* **Referring expression grounding data**

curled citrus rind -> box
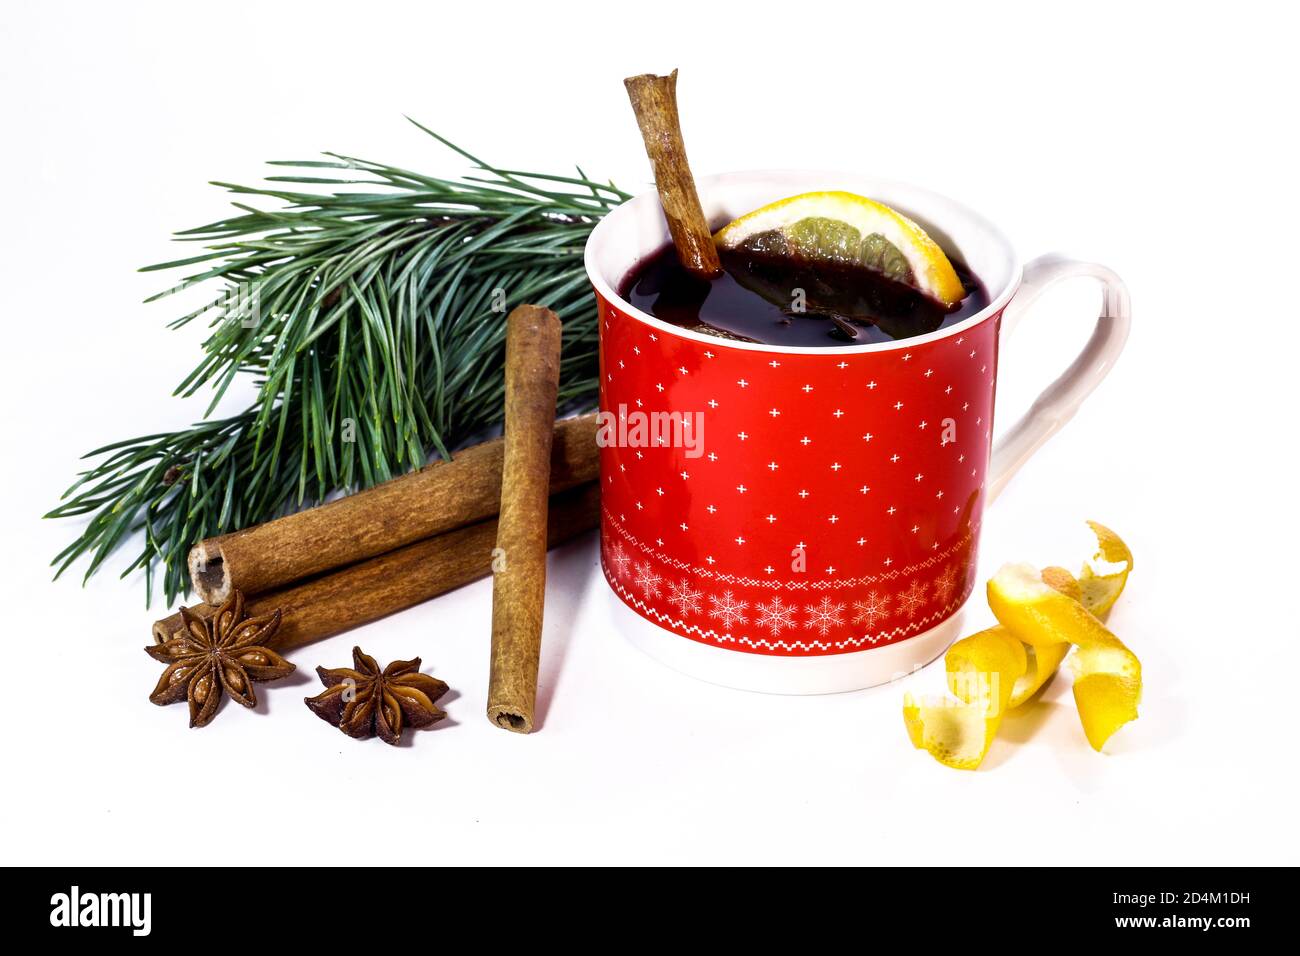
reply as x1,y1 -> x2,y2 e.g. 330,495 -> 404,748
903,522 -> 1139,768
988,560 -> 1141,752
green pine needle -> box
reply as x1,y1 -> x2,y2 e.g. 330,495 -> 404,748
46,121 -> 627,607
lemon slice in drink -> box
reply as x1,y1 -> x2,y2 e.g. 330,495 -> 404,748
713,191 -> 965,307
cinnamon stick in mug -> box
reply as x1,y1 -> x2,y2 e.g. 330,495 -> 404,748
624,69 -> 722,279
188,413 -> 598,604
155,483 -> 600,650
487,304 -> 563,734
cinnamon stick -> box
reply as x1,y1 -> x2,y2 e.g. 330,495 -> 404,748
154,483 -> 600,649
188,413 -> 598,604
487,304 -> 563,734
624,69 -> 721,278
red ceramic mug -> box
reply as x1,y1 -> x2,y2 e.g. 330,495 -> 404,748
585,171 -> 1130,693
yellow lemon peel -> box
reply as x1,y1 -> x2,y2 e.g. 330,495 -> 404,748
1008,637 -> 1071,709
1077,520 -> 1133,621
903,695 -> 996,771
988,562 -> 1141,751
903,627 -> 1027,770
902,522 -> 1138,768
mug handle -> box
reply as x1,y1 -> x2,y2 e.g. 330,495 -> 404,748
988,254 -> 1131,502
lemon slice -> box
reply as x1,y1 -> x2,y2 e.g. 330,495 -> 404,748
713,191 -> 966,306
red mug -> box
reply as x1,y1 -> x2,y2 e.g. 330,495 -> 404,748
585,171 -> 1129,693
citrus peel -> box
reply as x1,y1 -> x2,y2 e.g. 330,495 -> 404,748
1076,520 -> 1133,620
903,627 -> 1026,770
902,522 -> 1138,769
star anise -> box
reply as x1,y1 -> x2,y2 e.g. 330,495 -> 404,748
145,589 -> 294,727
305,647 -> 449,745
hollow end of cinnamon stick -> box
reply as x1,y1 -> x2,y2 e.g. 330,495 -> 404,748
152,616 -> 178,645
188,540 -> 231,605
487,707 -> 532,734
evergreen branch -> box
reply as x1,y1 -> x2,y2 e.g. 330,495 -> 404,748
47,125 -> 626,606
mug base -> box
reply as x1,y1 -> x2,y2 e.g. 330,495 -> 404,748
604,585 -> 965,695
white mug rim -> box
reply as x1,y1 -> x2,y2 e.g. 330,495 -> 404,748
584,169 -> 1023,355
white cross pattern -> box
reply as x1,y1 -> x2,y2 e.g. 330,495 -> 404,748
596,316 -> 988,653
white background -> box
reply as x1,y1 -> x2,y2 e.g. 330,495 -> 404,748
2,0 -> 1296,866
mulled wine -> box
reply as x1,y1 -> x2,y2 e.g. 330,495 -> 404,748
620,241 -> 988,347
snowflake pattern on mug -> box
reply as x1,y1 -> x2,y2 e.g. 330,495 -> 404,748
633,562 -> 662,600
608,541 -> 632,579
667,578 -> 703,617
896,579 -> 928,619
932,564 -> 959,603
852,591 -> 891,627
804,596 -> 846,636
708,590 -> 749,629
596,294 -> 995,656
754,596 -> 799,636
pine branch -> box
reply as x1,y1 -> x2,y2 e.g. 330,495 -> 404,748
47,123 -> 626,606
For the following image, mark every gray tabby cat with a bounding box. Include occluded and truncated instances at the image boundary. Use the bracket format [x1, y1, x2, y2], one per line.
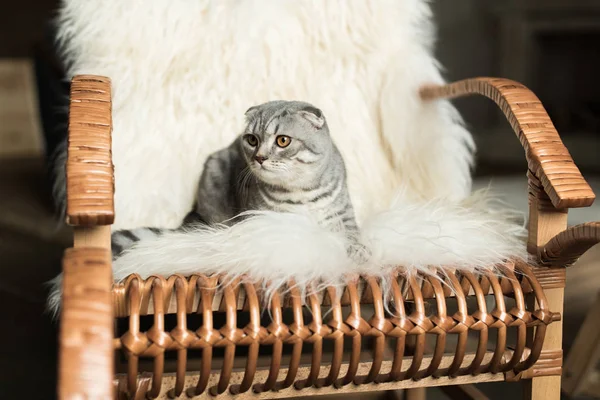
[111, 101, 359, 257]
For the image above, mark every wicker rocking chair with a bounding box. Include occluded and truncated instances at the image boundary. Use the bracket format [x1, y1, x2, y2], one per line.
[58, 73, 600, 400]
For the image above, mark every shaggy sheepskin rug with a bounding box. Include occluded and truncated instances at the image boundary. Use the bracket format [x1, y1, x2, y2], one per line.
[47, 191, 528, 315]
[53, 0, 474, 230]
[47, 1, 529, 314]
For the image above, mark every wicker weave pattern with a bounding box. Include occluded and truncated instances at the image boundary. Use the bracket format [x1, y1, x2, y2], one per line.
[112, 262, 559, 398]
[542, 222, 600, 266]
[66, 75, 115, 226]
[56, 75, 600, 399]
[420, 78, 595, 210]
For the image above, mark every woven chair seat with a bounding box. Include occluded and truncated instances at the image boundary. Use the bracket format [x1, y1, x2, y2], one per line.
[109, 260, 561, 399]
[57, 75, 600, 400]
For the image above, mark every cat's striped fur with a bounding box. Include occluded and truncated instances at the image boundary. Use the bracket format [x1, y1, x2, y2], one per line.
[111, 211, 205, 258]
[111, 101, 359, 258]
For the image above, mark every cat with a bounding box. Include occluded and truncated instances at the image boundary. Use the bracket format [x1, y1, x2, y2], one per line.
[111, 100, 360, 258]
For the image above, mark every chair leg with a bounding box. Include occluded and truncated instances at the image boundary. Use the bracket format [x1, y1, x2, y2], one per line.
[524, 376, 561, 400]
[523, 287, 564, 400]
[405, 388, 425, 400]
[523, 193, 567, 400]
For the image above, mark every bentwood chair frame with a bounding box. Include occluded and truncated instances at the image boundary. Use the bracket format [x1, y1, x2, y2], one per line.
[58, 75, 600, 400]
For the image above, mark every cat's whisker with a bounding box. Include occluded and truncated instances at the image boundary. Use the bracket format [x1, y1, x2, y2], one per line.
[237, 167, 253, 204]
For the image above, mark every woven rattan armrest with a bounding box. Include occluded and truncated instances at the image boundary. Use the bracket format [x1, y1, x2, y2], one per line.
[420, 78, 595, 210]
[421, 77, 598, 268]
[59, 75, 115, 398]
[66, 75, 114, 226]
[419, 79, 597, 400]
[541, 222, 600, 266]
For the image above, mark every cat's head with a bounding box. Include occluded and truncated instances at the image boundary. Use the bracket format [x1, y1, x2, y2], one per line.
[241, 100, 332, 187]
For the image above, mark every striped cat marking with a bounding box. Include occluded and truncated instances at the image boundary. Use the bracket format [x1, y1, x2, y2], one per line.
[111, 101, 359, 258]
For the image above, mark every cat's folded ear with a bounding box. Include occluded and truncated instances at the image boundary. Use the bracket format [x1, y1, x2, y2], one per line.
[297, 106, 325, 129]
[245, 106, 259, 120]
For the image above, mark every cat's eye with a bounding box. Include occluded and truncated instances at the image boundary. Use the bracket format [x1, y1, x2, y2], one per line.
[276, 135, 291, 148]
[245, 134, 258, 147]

--

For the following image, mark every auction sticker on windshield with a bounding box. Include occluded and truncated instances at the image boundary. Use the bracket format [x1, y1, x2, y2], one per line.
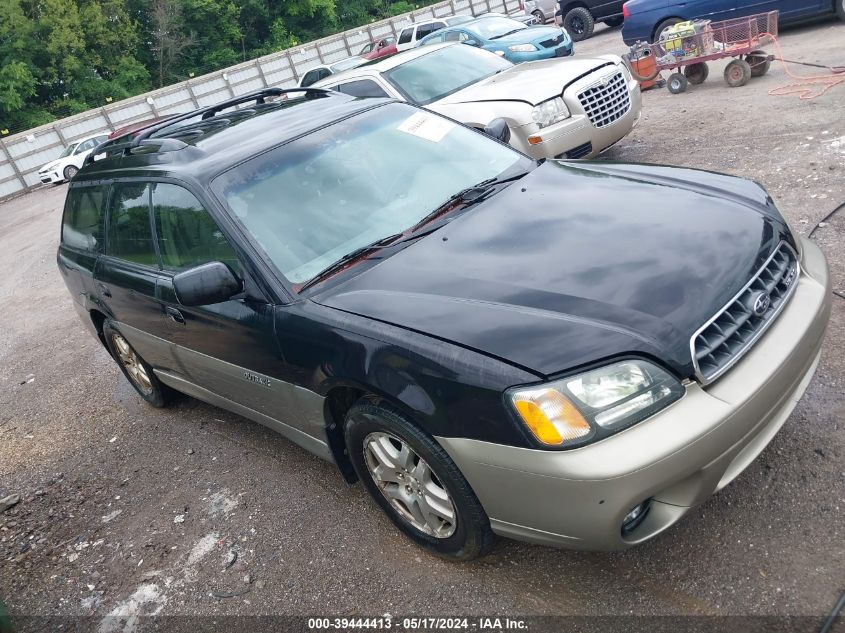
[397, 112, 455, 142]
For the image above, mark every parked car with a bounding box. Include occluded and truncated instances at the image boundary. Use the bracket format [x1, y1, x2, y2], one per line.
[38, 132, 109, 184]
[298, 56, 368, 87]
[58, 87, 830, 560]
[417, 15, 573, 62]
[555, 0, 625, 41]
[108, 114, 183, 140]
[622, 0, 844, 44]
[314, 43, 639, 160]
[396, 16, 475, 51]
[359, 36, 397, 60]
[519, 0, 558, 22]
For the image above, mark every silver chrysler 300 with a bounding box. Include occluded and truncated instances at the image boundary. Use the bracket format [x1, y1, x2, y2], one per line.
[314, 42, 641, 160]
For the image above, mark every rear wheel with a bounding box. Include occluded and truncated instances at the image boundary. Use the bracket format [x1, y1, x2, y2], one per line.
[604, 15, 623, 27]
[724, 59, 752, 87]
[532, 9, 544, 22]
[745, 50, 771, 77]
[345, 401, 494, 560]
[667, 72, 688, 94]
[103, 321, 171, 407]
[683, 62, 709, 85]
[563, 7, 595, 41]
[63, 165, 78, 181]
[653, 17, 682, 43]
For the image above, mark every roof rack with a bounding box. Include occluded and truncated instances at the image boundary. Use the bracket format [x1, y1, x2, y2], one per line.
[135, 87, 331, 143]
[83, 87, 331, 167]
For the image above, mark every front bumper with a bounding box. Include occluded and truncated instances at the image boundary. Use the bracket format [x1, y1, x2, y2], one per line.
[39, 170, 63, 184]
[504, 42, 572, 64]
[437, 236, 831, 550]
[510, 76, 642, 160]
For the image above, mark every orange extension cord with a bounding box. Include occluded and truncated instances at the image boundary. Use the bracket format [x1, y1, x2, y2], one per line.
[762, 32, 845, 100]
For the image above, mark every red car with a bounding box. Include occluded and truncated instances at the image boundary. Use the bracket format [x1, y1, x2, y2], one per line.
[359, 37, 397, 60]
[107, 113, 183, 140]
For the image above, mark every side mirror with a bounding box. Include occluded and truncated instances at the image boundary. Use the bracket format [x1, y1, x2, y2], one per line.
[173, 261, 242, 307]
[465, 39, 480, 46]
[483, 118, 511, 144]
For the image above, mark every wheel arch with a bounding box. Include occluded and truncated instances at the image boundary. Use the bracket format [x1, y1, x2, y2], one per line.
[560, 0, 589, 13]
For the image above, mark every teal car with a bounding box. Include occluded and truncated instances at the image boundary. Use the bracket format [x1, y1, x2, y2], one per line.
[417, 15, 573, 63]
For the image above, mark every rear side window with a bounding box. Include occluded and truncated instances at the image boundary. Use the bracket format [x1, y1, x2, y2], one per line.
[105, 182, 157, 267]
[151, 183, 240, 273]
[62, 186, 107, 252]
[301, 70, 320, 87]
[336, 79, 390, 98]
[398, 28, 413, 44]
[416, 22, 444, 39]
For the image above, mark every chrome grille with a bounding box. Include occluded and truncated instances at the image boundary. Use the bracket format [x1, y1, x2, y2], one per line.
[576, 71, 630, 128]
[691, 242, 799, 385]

--

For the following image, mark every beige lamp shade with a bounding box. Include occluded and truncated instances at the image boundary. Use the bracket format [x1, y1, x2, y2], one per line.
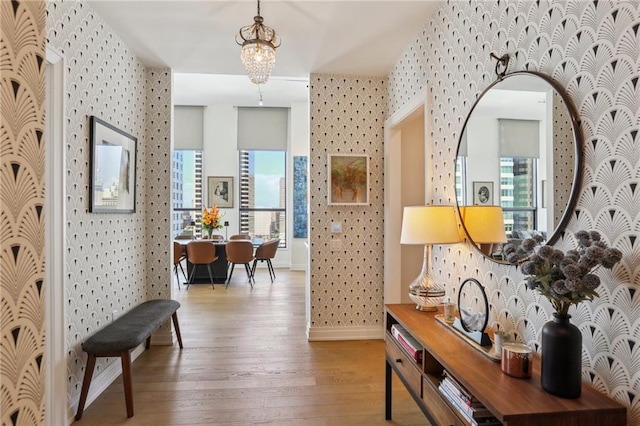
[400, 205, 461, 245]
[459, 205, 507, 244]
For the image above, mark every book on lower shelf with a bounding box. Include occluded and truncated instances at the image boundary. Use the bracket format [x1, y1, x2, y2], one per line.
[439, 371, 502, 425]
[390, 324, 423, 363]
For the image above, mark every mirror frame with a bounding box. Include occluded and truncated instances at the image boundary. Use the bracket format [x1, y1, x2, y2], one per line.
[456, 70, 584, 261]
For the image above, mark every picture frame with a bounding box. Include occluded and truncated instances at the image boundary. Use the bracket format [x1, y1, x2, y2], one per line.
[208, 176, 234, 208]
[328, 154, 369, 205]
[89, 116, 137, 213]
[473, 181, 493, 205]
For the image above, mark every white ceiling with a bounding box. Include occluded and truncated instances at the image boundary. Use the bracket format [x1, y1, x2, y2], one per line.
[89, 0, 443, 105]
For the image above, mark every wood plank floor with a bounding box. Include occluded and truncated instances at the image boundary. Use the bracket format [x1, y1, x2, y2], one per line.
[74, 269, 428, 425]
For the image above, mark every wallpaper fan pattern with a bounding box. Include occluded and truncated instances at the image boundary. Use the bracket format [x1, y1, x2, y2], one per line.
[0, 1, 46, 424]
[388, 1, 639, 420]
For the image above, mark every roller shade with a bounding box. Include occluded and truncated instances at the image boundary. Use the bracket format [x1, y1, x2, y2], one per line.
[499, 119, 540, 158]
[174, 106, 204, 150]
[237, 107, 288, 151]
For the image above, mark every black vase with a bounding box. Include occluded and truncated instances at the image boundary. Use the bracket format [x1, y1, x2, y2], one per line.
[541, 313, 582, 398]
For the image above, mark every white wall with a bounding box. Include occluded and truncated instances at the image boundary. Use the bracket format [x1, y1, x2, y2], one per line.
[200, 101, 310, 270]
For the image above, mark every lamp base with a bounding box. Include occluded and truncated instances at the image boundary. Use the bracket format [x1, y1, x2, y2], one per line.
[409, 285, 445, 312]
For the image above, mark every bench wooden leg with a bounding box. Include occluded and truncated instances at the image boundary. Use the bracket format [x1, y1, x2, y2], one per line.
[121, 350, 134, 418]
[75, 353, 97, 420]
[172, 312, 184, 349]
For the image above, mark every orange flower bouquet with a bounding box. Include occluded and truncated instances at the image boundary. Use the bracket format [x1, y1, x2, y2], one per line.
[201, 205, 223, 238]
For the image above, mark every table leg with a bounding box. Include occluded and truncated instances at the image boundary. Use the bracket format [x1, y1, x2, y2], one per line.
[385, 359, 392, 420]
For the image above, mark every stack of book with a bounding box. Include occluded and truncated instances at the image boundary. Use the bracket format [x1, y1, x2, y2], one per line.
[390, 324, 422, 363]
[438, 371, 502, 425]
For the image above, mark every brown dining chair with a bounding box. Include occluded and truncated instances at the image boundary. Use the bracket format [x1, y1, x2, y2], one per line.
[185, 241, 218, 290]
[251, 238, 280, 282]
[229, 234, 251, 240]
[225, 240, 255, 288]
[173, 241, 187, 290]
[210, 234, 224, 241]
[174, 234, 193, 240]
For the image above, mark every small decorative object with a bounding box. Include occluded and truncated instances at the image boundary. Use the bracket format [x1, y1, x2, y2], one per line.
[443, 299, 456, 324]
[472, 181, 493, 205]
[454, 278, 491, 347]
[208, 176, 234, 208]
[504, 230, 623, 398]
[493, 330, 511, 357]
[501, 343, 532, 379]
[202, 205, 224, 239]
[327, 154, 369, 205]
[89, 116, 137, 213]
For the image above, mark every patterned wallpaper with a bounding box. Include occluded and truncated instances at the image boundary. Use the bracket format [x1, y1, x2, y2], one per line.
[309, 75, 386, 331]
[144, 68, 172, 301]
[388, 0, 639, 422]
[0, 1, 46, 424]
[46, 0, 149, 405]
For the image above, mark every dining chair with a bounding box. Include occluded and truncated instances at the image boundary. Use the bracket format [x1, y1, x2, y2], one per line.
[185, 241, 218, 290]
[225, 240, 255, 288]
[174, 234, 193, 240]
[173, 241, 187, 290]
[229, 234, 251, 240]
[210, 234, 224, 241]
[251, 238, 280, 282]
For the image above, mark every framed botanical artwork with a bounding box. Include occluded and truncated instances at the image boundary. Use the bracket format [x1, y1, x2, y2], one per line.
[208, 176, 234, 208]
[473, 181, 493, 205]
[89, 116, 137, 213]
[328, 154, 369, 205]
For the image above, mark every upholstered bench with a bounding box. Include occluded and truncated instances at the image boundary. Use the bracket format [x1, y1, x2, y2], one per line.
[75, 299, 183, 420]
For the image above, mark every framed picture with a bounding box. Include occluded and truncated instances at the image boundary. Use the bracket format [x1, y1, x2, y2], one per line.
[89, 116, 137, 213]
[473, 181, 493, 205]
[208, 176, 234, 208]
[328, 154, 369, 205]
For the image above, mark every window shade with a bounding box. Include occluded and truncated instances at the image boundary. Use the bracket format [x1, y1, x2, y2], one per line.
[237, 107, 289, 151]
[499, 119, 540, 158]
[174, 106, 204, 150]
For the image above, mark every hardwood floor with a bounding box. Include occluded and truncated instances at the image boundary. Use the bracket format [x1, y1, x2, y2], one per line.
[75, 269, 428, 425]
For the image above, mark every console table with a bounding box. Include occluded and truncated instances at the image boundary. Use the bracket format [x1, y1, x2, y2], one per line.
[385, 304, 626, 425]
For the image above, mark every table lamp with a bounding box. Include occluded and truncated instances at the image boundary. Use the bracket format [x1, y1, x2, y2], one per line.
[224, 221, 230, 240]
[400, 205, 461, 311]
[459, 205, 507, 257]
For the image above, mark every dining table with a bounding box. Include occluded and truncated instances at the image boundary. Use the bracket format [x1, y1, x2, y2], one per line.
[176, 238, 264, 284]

* **Brief**
From the data, collect all lines where the string "lemon" appears.

* **Exercise output**
lemon slice in drink -> box
yellow lemon peel -> box
lemon slice -> box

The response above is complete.